- DOCUMENT EXTRACT -
· · · · ·

Living Retired 173- December 5, 2016

Living Retired 173- December 5, 2016


It’s December.

Look around. The telltale signs of Christmas are everywhere.

For instance go to a shopping mall– park your vehicle nearby in an adjacent County. Inside– while you’re standing in line to have a photo of your pet dog dressed in a silly pink tutu with imitation antlers on its head– take a minute to gaze at all the decorations.

These decorations were installed before Halloween. It’s just that they now share space with huge banners promoting Pre-Summer Sales.

Hey call me old fashioned. But I’m yearning for an old fashion, traditional Christmas this year. So here are my ’10 Tips To Celebrate A Traditional Christmas’…

1.    Download the Traditional Christmas App. With so many things to be done the new Christmas App should be downloaded. This way, you won’t forget a thing because the Christmas App will send you automatic updates on all your devices. In fact the Christmas App will even alert you first thing each morning to where you repositioned Elf on the Shelf the night before.
2.    Put up the artificial Christmas tree. It’s stored down in the basement, behind the furnace. Pre-decorated in colours that match your room decor, the great thing about an artificial Christmas tree is its ‘plug and play’ feature. You plug the cord into an outlet and you’re done. Some of these artificial Christmas trees are so lifelike that they feature a crooked trunk and bare spots the size of Utah! Need a new artificial tree this year? Here’s what I saw at the store: a ‘feel-real’ spruce hinged tree (easy assembly) or a ‘just cut’ artificial spruce tree with LED lights that change colour with the accompanying remote control or foot pedal. Come on!!
3.    Decorate the fireplace mantle. Nothing is easier than hanging some lead-free, fire-retardant plastic Ivy over the fireplace. Again, plug the cord into an outlet and miniature lights that are supposed to blink, blink sometimes.

· · · · ·

In the column about celebrating a traditional Christmas, where is the artificial Christmas tree stored?

· · · · ·

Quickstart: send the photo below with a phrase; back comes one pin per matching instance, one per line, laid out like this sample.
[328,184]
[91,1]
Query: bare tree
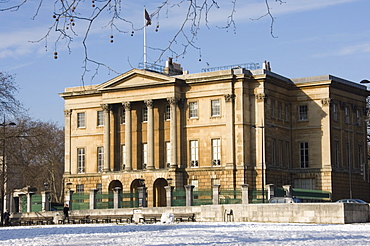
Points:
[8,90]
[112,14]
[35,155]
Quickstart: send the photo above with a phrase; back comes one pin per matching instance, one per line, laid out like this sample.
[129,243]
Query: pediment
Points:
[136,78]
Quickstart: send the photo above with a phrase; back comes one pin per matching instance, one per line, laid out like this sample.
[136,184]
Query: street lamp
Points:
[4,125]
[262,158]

· · · · ·

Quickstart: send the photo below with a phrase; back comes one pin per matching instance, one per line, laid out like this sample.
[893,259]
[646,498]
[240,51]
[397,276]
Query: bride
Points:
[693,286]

· · · · ·

- ANSWER IN FULL -
Down in the basement, behind the furnace.